◆ Set problem: Output every line of the entries from the line containing "Annotate the image above for the object class bird's head." through the last, exactly, with no other content.

^^^^^^^^

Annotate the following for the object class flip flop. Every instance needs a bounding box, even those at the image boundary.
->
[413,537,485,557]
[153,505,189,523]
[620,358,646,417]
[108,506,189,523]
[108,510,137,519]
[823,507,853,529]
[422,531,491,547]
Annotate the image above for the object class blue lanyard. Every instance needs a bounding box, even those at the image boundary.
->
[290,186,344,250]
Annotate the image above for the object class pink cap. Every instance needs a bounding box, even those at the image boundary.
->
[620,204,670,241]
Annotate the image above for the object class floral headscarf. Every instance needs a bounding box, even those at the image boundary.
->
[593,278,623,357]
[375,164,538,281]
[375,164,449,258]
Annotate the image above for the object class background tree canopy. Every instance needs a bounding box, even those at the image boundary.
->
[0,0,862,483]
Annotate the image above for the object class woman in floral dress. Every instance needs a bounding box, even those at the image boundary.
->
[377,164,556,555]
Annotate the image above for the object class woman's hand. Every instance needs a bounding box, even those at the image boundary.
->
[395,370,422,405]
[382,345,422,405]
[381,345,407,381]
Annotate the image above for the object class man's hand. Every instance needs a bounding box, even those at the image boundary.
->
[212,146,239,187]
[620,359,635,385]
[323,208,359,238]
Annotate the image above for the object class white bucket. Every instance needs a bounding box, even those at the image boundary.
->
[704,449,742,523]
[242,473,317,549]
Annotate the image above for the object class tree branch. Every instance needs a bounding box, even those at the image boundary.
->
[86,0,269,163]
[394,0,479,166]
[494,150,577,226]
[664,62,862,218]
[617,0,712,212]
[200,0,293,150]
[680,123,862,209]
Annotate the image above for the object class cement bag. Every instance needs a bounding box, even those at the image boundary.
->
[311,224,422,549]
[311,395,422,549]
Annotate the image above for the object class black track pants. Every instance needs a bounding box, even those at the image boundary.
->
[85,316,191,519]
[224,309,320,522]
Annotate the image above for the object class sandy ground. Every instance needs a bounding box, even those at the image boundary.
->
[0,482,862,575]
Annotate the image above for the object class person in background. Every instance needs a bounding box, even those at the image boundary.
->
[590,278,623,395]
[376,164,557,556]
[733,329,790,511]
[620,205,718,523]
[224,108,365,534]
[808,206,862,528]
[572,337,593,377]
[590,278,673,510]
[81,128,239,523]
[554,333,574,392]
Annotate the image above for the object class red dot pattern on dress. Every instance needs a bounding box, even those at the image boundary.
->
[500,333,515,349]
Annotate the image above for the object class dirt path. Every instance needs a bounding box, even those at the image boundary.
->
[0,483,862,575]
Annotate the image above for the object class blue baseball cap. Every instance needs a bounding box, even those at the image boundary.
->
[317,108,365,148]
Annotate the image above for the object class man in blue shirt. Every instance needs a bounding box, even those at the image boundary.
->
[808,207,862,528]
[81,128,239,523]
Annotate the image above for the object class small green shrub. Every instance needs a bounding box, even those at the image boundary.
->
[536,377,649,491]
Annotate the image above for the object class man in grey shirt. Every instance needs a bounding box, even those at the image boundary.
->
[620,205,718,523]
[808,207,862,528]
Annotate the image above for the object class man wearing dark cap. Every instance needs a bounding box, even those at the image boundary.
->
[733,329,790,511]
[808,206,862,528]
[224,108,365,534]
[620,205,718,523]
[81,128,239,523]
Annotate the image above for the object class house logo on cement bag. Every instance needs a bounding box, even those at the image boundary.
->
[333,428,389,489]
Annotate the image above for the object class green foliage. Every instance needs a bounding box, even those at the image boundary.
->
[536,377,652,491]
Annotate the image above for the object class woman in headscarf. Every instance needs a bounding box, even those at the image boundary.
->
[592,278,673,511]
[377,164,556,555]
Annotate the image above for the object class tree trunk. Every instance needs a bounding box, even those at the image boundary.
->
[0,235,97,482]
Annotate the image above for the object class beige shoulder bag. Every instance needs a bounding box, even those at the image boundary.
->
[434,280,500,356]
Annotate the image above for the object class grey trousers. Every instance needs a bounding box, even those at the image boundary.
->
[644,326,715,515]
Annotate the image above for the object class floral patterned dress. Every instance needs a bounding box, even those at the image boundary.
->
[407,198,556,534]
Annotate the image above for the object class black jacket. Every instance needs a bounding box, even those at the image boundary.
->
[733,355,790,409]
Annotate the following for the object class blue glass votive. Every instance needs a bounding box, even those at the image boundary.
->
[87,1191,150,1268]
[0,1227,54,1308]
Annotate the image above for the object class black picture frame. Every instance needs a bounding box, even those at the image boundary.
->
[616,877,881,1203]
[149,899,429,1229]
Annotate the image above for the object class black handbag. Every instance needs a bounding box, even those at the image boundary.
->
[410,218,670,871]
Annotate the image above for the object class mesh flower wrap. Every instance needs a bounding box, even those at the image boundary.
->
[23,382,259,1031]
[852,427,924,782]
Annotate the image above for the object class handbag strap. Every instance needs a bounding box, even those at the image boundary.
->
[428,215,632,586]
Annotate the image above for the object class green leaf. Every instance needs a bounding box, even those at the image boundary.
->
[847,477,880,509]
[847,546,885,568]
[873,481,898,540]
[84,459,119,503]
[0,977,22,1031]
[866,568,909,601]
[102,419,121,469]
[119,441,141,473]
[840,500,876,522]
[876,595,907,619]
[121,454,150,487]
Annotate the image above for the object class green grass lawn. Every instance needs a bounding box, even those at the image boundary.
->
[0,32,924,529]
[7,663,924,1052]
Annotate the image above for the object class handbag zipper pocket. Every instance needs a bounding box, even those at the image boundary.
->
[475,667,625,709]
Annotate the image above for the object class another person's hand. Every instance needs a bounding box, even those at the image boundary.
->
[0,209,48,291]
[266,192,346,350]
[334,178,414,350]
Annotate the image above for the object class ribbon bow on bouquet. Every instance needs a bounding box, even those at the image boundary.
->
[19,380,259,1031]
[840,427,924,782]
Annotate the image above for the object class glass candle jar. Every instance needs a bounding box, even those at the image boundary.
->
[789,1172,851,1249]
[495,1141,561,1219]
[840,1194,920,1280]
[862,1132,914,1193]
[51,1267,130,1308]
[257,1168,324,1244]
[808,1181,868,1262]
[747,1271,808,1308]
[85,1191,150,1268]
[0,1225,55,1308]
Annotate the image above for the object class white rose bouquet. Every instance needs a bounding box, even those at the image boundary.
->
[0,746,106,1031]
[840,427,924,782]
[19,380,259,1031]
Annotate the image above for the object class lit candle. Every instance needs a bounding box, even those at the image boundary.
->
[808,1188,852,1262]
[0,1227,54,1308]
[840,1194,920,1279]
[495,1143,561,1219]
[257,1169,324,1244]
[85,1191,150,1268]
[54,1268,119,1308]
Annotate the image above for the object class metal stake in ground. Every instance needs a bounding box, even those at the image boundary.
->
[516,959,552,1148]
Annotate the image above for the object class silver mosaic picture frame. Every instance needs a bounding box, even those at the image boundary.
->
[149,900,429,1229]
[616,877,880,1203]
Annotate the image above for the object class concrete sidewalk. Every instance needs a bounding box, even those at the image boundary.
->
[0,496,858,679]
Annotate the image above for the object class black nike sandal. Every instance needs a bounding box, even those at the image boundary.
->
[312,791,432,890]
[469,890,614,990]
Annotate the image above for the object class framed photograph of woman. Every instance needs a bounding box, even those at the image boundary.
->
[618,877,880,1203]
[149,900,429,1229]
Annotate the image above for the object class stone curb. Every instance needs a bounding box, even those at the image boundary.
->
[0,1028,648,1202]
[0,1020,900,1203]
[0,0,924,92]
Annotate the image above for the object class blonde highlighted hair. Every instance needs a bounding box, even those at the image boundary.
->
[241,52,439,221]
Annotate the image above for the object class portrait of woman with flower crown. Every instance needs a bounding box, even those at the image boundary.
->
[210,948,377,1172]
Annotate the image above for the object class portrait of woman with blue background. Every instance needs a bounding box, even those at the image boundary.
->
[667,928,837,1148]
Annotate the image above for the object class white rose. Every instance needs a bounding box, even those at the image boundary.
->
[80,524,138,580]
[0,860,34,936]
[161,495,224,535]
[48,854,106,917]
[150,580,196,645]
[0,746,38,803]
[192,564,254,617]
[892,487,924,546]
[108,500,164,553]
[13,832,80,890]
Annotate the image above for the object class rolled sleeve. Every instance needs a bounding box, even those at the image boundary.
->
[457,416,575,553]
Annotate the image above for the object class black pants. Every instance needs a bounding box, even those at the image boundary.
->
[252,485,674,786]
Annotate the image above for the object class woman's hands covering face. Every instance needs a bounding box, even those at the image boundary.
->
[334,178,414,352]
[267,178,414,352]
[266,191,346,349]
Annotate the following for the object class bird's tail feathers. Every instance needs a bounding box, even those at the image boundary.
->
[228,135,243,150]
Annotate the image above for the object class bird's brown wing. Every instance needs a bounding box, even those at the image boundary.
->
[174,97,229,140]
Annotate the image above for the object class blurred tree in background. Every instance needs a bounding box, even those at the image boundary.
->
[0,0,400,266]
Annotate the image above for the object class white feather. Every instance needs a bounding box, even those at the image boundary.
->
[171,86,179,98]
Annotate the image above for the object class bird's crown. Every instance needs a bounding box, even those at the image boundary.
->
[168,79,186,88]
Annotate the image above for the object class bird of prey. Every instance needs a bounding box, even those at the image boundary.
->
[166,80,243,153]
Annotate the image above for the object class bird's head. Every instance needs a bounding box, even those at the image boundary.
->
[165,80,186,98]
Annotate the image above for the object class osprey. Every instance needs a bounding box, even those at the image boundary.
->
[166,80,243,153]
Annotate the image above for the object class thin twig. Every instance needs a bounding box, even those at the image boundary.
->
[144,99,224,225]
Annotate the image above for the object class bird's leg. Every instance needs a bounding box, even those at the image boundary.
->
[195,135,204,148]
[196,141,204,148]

^^^^^^^^

◆ Task answer:
Annotate the image above for the object class bird's head. Every instance needs a bounding box, even those at the image boundary.
->
[165,80,186,98]
Annotate the image above for the object class osprey. Every instance needs a bounding box, even those at the image boundary.
->
[166,80,243,153]
Annotate the image above for the object class thin twig. Every instance needs a bounding box, even those at the image boundary.
->
[144,99,224,225]
Annotate the image above for the object class bird's leg. Every instance needs a bounding box, even those at the image boundary.
->
[195,135,204,148]
[196,141,204,148]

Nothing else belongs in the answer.